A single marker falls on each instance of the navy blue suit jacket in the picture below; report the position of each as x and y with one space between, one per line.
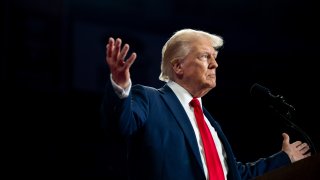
161 140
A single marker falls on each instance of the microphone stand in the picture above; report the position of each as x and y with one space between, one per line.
287 115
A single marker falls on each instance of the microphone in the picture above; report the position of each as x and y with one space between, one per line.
276 102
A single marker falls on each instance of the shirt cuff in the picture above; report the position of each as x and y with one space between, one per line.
122 93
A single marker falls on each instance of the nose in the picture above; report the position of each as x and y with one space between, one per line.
212 63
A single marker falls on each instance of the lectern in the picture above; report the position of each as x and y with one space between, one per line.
305 169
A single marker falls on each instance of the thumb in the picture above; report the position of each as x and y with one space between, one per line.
286 138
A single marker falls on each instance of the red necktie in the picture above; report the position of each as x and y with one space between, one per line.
215 171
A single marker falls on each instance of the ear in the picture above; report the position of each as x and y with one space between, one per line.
177 67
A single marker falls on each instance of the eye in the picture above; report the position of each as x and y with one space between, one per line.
204 56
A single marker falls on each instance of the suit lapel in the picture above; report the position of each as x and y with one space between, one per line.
182 119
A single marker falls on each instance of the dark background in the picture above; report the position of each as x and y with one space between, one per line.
53 74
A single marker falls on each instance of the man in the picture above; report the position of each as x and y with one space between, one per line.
164 138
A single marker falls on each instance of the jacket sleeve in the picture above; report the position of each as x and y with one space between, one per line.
263 165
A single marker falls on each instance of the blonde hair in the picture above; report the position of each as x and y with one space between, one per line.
178 47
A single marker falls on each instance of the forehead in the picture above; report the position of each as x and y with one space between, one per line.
203 45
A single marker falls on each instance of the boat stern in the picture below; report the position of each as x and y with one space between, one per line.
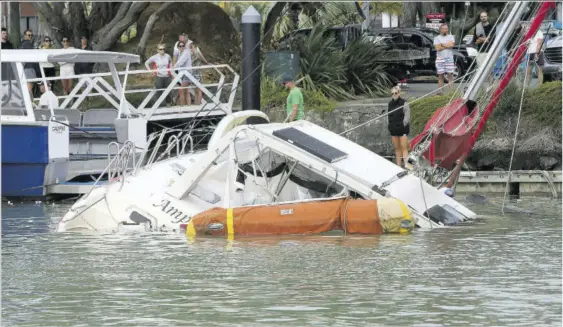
90 213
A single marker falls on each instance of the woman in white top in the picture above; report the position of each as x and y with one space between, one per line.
184 61
67 68
48 67
161 62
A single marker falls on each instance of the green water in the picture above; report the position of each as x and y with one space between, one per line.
497 271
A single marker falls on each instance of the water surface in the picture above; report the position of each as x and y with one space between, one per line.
498 271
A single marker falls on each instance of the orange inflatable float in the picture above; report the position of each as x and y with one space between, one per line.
351 216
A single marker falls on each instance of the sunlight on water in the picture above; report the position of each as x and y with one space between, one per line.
499 270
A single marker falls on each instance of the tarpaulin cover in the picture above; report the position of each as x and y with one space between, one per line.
450 129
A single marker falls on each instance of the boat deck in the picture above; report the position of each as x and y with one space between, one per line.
78 188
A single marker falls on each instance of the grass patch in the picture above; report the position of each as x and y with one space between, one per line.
423 109
543 105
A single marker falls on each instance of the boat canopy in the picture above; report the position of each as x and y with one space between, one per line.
68 55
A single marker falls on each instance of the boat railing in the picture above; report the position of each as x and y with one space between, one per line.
175 146
222 79
118 166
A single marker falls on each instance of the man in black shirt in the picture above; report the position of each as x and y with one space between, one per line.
30 68
83 67
6 44
483 37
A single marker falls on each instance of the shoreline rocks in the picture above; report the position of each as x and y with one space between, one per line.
536 147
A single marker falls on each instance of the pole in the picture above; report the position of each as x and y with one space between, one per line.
251 22
503 84
367 22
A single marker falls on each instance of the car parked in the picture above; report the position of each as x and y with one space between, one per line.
423 39
417 41
552 59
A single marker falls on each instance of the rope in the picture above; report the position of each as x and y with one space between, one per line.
401 107
515 138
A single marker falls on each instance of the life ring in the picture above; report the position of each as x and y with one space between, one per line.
352 216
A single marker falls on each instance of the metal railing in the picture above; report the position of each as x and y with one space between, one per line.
97 85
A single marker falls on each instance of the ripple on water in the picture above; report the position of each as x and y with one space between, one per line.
502 270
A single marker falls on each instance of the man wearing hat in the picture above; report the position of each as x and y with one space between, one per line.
294 107
83 67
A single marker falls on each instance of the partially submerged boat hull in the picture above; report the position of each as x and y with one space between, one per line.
351 216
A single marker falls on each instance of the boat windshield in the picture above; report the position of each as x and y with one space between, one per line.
12 99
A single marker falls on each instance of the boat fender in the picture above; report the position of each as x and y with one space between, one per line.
448 191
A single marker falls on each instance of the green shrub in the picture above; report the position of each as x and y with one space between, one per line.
340 74
540 106
509 102
422 109
363 75
322 64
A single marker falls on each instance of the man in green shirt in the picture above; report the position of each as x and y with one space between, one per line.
294 105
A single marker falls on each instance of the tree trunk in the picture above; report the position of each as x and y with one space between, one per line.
410 10
107 37
272 19
142 47
78 23
14 32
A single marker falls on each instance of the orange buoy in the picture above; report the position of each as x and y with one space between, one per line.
304 218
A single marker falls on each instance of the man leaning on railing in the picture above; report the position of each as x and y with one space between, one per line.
161 62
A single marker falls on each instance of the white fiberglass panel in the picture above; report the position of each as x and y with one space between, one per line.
360 161
419 197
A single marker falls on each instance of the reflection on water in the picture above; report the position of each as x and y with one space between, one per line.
499 270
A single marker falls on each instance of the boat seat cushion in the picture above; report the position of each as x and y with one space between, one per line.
99 117
74 116
13 112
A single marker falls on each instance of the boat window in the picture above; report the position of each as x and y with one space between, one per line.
11 91
271 164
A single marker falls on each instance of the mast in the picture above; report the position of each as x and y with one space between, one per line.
500 41
505 80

EXERCISE OBJECTIVE: All entries should be restated word for word; no images belong in the copy.

TASK RESPONSE:
A single marker falls on each instance of the navy blue suit jacket in the picture below; report the position of each as x and y with one space between, one per line.
161 140
A single marker falls on each instance of the microphone stand in the picture above; report the position of each as x and y with one space between, one per line.
287 115
A single marker falls on each instance of the microphone in the picture above; report the position of each as x and y with one space between, one per line.
276 102
A single marker falls on each instance of the shirt cuff in the picture above; report the position of each as x and y with one space between, one per line.
122 93
A single marker falls on each instance of the nose in the picture above; report the position of each as x and y with one space between, one per line.
212 63
A single marker falls on each instance of the lectern in the picture above; report the position of each as x and y with one space between, one per line.
305 169
A single marker falls on each instance of the thumb in the picture above; report the position of each as x and y with one space between, one per line.
286 138
A single marker falls on each instance of the red necktie in the picture above; report the position of each as x and y with one space between, one per line.
215 171
A single marker falls on each instance of the ear in the picture above; report the position of each as x and y with one space between, one per line.
177 67
A single marker falls on each instance of the eye in the picture above; report the position of each as x and y with one space between, one per line.
204 56
A single marker falls on each instance of the suit lapel in the picture above; report the position of each as x and y with one space between, one per line.
182 119
A single marker falls on each instance of the dark background in the picture above; report the position of each as x and y with one space between, one per line.
53 74
A single marker falls on each instance of the man in the picture above; report the position of each as x and y with one space between, one per line.
164 138
A single marker falls on each instance of the jacket sleeve in the picture above; report the position of each as x and y with one space between, one per line.
263 165
A single marker falls on each instance of the blonde hair in the picture above; report the position of each as x and y with one space between, one per line.
178 47
A single marker falls on each instance of the forehead in the picture above; report the position of each as x and y with one space between, one per line.
203 45
A single marker falls on each instance of the boat stern in the picture below; report the position of each as x and y with one space between, one per line.
90 213
A single marker falls on each instance of the woman in white top in the picture above; report the position of each as x and y with one space between, one per line.
184 61
67 68
48 67
161 62
A single marker falls on each instance of the green water in the picture above; report the position of each as x and y with one space between, one per line.
497 271
A single marker falls on each instance of the water surface in the picture above; report the position of each as x and y with one space between, one per line.
498 271
A single marker falls on each instance of the orange inflatable float in the picture above; report the position of each as x and y with one space between, one per line.
351 216
A single marker falls on each instance of the sunlight on water in the picture above; report the position of each as x and y with one space between, one per line.
499 270
A single marker falls on each instance of the tarpaulin cover in the picture above; report the position of each as x and y with one space between, one per line.
450 129
A single marker falls on each instance of the boat deck in the picture above; report the position of each as x and y with one space between, one per line.
78 188
A single marker falls on each instance of the grass patch in the picture above; report the position of each as x and y with one space between, one per line.
423 109
543 105
A single marker falls on each instance of the boat canopy in the picture above; report the position of each as x and y with one space between, one per line.
68 55
A single marker falls on each instance of the boat railing in the picture above; report the position of each as x and y with one space between, one per line.
175 146
222 79
118 166
A single marker falls on each instance of the man in black shirt in the picture above; report the position of each as x and y with one space between, one per line.
30 68
83 67
6 44
483 37
A single marker falls on each instance of the shoreline rocks in the picture above; report the position of each as x and y with one space between, one per line.
536 147
A single marker falls on each instance of the pole in the picture above; report the position of each as x and y with one space between, one per line.
251 22
503 84
367 22
A single marker falls on each instance of the car parked in the picture above; report the position of each as x and y with one space between, one per line.
423 39
417 41
552 59
A single marker falls on each instance of the rope in the picture above; report the position of each as x and y with one space between, one per line.
401 107
515 138
A single marker falls on each instance of the life ring in the picture above; report the position of each as x and y with one space between, one per line.
352 216
A single marker falls on each instance of the metal railing in the picture above; report the position of each as x and y with one space between, one per line.
97 85
A single marker falls on each instance of the ripple on water in the picture above; report the position of each as x and y with one space between, one per line.
502 270
A single marker falls on each instance of the man wearing hat in the picture above; report the position of each as x and y with one space between, one per line.
294 107
83 67
A single marker falls on each instance of the partially submerged boat hull in the picture above; report the position of each as x and y with one space between, one per line.
351 216
A single marker falls on each instance of the boat windshield in the picture above; report the position of each as x and y with one space between, one per line.
12 99
A single marker falls on each instance of the boat fender in the picture above; report the position of each as x and y with one space between, one per line.
448 191
A single marker falls on each instance of the green shrub in the picture above; report the position of each as x and y with one space between, one per line.
340 74
540 106
509 102
422 109
363 75
322 64
A single marker falls on each instance of the man in green shirt in the picture above; report the position of each as x and y with one space between, one per line.
294 105
A single marker falls on each instance of the tree trunk in the picture above; report the position of each as x and y with one space between, one per line.
410 10
107 37
272 19
142 47
78 23
14 32
A single marker falls on each instance of the orange buoy in the picture above; report the position of each as x and y with one space between, one per line.
304 218
A single marker falls on each instance of the man leaning on railing in the picture above; report the position of each as x and y with one space between, one per line.
161 62
A single marker falls on each instance of the white fiberglass panel in the picture above; report the position of each as x and y with one space between, one per line.
360 161
419 197
A single marker falls on each instance of the reflection on water in the picture above; report the position of each as x and y with one space between, one per line.
499 270
A single marker falls on each instance of the boat seat cushion in the picture above; report the position of each as x and y with one space between, one per line.
99 117
74 116
13 112
A single marker falls on each instance of the boat window in the picture above; report the position of each as x and y with one space between, one per line.
11 91
271 164
A single marker falls on each instance of the mast in the picture above; report the position of each as x and y with one space between, one per line.
500 41
505 80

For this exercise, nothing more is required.